Por Alberto Buela.-

El filósofo Martín Heidegger se quejaba allá a mediados de los años treinta de que Europa yacía bajo la gran tenaza formada por Rusia y Estados Unidos como portadores de la furia tecnológica y la organización abstracta del hombre normal.

Parece ser que nosotros hoy padecemos la opresión de otra gran tenaza, pues el mundo de nuestros días está atrapado entre la homogeneización global de un mundo-uno y el renacimiento tribal de los nacionalismos periféricos. Oscilamos entre Mac Donald y Sudán, CNN y Siria, Microsoft y el Sahara. Unos están compuestos por hombres y mujeres para quienes la cultura propia y su lengua, la nacionalidad étnica y su religión son elementos descartables y a reemplazar. En tanto que otros hurgan en sus muertos o ilusorios mitos fundadores, para desde allí enfrentar el problema de la pérdida de identidad. Esta, para volver al símil de Heidegger, es la tenaza que aprisiona al hombre normal de nuestros días.

Es obvio que resulta mucho más fácil vivir plegándose a cualquiera de las dos ramas del fiero instrumento. Se puede vivir como el hombre light que sólo busca «estar al día» y no saber; no tener opiniones chocantes siendo siempre encantador; someterse al mercado de divisas y al Internet. O de lo contrario, se puede vivir como el hombre iniciático, haciéndose el sabio parodiando un saber que no se posee. Oscureciendo las aguas para que parezcan más profundas como gustaba decir Nietzsche. Y en este hombre iniciático hay dos vertientes. Desde el que se ocupa de los ovnis y la tierra plana hasta el que busca fundar su saber en la hermenéutica de Nazca, el tantrismo de la mano izquierda o en Trapalanda.

==*==

## [COMPLETA LO SIGUIENTE]
**A)** Según el fragmento sobre la gran tenaza, ¿entre qué dos cosas está atrapado el mundo de nuestros días?
**B)** Transcribe sin cambios el pasaje del fragmento sobre la gran tenaza que comienza con las palabras "El filósofo Martín" y termina con "del hombre normal.".

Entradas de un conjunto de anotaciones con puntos
==*==

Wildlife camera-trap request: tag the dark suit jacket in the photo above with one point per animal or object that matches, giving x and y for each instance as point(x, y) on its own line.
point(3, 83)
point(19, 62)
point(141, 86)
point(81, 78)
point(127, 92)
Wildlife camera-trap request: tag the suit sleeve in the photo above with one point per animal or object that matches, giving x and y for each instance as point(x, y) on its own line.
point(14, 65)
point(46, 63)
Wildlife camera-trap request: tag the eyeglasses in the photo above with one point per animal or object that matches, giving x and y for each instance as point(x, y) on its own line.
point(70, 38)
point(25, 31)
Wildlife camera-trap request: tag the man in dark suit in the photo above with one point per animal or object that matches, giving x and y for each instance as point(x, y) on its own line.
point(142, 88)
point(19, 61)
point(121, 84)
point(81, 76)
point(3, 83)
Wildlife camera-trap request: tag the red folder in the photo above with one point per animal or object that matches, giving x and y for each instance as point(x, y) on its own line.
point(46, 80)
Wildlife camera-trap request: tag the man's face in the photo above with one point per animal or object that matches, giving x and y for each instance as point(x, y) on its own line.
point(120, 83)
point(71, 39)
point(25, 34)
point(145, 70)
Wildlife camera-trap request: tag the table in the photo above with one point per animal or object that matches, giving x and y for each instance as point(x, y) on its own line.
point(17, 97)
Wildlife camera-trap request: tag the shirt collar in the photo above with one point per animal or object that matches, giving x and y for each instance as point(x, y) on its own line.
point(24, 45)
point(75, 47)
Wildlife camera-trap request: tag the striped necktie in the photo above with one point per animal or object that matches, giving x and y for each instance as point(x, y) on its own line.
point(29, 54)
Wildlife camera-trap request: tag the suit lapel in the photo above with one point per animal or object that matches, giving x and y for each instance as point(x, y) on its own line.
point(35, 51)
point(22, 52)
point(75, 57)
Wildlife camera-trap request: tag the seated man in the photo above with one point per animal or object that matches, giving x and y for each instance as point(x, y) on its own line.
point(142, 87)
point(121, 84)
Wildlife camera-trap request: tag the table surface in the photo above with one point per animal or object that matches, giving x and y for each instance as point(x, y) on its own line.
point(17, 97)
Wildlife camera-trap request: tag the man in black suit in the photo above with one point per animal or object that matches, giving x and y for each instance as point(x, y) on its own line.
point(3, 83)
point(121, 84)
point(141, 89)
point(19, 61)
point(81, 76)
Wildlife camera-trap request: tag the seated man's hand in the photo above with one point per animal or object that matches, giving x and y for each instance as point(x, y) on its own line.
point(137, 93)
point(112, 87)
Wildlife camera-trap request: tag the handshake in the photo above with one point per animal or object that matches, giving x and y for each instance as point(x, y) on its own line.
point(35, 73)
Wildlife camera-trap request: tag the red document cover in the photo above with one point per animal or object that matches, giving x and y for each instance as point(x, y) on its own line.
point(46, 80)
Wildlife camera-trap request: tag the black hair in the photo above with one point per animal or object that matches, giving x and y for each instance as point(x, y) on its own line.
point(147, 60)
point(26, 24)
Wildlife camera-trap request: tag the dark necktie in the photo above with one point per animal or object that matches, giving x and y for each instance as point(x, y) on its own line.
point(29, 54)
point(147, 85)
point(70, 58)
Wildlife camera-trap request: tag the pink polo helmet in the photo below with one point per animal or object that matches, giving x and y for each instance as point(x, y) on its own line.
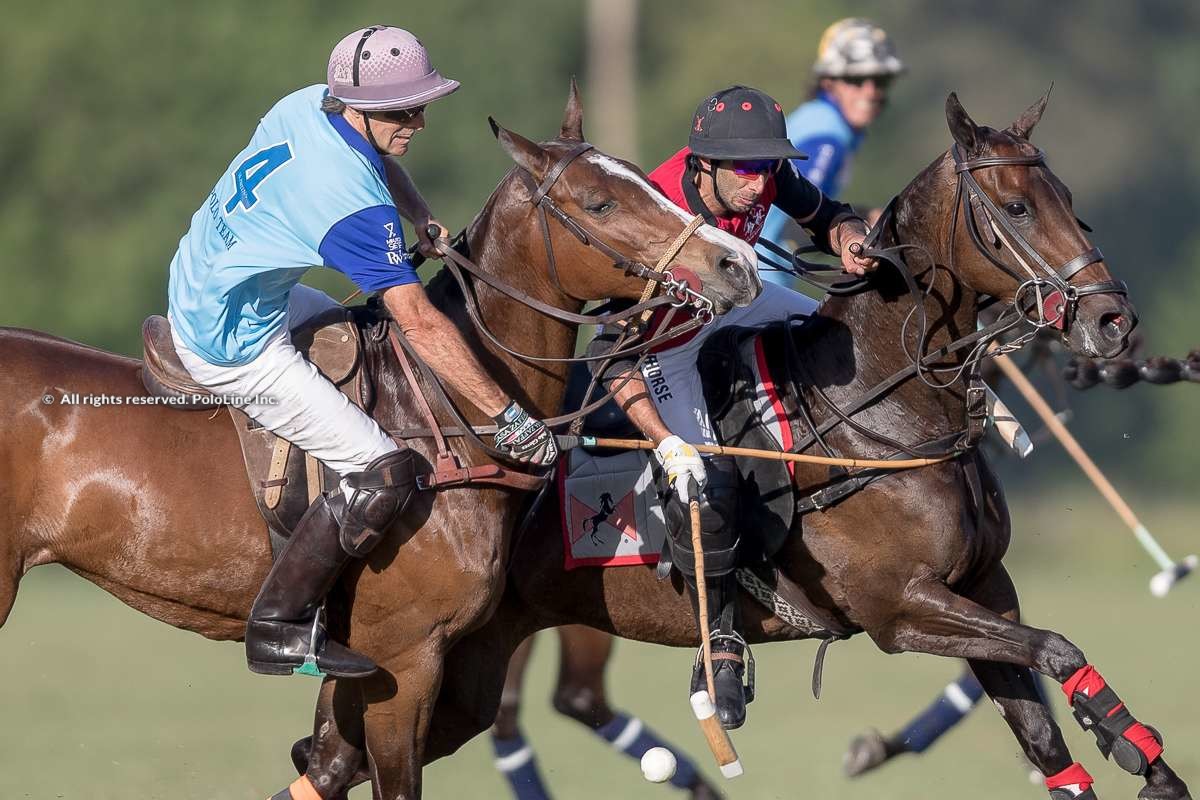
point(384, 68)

==*==

## [SOLUCIONES A CONTINUACIÓN]
**A)** Está atrapado entre la homogeneización global de un mundo-uno y el renacimiento tribal de los nacionalismos periféricos.

**B)**
El filósofo Martín Heidegger se quejaba allá a mediados de los años treinta de que Europa yacía bajo la gran tenaza formada por Rusia y Estados Unidos como portadores de la furia tecnológica y la organización abstracta del hombre normal.